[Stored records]
╔══

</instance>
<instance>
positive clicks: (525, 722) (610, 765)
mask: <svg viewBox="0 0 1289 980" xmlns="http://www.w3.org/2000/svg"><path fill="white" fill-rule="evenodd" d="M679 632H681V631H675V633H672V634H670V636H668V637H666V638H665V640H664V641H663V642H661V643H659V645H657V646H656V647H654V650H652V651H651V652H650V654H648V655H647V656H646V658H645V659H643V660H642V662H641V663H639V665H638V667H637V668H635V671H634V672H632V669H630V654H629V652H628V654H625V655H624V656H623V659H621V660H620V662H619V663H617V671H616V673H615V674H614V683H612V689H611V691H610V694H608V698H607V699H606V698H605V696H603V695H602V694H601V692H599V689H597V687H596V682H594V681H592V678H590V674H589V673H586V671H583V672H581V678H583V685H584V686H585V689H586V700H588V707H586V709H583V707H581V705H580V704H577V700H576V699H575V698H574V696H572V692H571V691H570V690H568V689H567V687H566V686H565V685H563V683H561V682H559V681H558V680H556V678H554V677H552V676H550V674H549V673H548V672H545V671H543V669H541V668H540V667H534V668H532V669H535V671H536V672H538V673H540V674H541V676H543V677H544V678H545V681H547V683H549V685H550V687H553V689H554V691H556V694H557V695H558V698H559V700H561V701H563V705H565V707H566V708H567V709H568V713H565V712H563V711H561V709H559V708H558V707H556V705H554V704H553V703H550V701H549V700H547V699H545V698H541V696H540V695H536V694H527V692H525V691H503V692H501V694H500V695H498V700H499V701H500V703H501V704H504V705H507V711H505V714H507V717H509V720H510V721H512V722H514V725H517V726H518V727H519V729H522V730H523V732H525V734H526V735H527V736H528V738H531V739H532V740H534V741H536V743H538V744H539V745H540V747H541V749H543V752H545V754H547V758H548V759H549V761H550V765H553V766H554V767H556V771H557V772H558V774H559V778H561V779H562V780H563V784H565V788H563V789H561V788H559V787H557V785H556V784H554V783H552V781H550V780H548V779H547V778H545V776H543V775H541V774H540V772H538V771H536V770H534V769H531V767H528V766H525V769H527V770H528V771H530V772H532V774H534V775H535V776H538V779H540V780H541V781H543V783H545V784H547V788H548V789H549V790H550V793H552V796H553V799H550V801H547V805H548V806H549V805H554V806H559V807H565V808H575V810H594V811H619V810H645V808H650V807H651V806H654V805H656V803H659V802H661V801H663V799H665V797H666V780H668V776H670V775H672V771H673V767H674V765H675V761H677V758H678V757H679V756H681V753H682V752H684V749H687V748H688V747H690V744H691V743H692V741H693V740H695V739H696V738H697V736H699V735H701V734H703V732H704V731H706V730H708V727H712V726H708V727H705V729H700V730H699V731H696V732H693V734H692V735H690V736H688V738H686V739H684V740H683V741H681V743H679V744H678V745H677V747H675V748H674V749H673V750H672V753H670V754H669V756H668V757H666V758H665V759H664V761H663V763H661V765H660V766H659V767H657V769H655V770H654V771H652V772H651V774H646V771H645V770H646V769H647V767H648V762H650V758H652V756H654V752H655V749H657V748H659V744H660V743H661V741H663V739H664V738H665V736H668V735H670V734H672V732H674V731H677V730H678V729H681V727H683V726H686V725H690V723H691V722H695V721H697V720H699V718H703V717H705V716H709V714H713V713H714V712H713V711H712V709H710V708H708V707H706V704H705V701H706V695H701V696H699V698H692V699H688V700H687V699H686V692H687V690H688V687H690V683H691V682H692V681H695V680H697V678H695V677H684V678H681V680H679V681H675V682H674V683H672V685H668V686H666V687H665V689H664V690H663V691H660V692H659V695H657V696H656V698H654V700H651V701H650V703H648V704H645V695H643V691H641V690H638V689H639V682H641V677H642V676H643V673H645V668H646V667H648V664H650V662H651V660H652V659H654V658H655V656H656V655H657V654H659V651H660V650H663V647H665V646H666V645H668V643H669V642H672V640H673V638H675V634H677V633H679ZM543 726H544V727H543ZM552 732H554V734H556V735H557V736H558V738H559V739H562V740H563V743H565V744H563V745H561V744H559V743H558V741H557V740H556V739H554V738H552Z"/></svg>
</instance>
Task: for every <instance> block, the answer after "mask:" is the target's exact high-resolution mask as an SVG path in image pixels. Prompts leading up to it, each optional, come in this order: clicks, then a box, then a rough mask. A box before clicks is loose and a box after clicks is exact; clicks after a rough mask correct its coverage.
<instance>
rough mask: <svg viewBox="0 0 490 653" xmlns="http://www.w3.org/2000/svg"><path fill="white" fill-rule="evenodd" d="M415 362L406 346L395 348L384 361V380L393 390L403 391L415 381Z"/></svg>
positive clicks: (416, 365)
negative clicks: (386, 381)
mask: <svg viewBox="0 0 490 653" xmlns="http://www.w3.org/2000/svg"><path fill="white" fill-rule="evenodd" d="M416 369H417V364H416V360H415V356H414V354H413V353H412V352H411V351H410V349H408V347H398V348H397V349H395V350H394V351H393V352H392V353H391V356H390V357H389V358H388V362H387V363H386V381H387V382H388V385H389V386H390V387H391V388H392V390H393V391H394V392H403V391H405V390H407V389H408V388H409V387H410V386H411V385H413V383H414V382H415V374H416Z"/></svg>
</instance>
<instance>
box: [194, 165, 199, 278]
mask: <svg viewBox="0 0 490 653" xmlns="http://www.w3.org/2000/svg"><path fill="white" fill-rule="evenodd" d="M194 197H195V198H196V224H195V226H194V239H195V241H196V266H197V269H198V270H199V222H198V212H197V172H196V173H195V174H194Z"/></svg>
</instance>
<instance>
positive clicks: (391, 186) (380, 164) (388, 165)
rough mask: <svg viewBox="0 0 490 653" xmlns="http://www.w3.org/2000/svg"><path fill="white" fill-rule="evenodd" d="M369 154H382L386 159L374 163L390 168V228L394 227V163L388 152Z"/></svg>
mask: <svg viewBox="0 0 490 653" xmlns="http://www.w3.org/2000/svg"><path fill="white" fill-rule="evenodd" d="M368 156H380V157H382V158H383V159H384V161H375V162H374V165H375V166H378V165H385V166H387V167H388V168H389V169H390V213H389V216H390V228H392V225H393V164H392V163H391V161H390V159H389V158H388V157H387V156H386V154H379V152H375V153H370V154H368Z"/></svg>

╚══
╔══

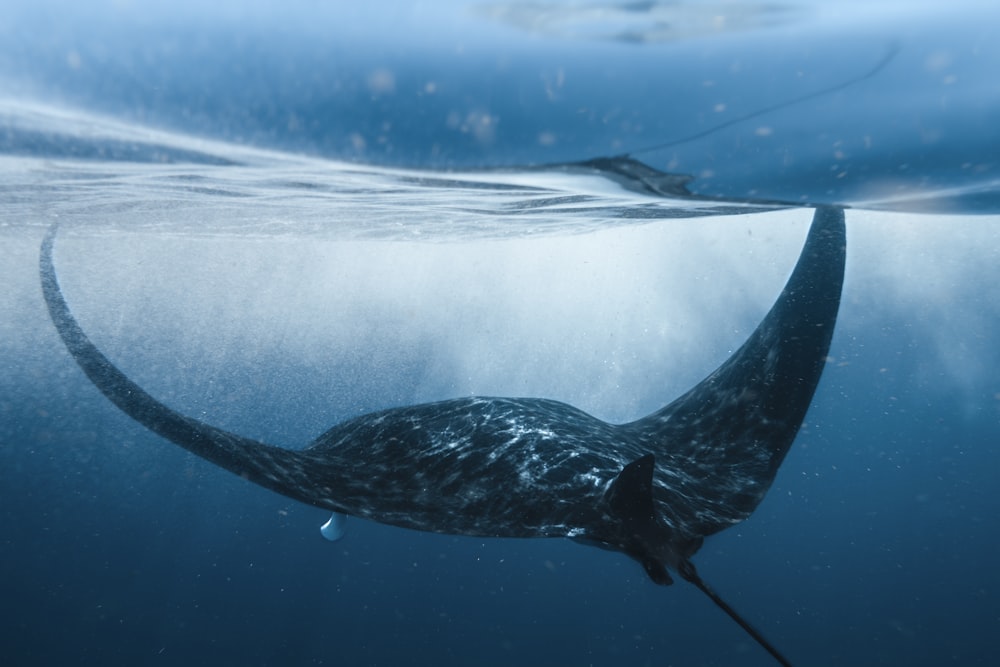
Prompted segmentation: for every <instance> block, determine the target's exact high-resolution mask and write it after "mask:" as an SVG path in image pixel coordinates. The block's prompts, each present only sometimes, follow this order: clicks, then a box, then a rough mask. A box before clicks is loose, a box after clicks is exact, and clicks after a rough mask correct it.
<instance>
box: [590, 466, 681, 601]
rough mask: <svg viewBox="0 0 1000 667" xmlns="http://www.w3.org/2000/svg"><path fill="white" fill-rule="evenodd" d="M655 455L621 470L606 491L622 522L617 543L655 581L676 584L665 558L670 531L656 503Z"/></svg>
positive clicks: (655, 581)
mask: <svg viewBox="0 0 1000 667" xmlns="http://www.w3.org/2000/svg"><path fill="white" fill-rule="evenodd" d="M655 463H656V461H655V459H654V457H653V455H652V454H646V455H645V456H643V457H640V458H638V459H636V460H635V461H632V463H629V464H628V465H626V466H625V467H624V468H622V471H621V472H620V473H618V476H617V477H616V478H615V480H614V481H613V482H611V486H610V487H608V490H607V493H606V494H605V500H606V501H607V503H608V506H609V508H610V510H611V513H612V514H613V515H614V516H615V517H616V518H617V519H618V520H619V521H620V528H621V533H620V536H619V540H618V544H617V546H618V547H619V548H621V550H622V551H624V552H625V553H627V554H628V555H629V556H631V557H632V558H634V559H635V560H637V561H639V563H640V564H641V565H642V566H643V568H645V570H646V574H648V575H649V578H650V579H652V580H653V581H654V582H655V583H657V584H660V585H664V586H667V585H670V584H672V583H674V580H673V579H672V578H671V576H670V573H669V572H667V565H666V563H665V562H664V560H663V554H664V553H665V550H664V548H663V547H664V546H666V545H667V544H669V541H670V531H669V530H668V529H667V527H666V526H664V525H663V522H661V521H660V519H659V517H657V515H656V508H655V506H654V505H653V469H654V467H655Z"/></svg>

╚══

Render the stretch of the listing from the line containing "Prompted segmentation: for" through the line containing "positive clicks: (655, 581)" as a JSON list of strings, one string per line, leaving out blank lines.

**OUTPUT**:
[
  "Prompted segmentation: for every <instance> block, determine the target's exact high-resolution mask and write it after \"mask:\" as an SVG path in image pixel coordinates. The block's prompts, each present only sometimes, follow this order: clicks, then a box, then a rough mask. A box before clicks is loose, a box after clicks is exact, and clicks after a rough mask correct it.",
  "<instance>",
  "box: [590, 466, 681, 601]",
  "rough mask: <svg viewBox=\"0 0 1000 667\" xmlns=\"http://www.w3.org/2000/svg\"><path fill=\"white\" fill-rule=\"evenodd\" d=\"M655 455L621 470L606 491L622 522L617 543L655 581L676 584L665 558L670 531L656 503Z\"/></svg>",
  "positive clicks: (655, 581)"
]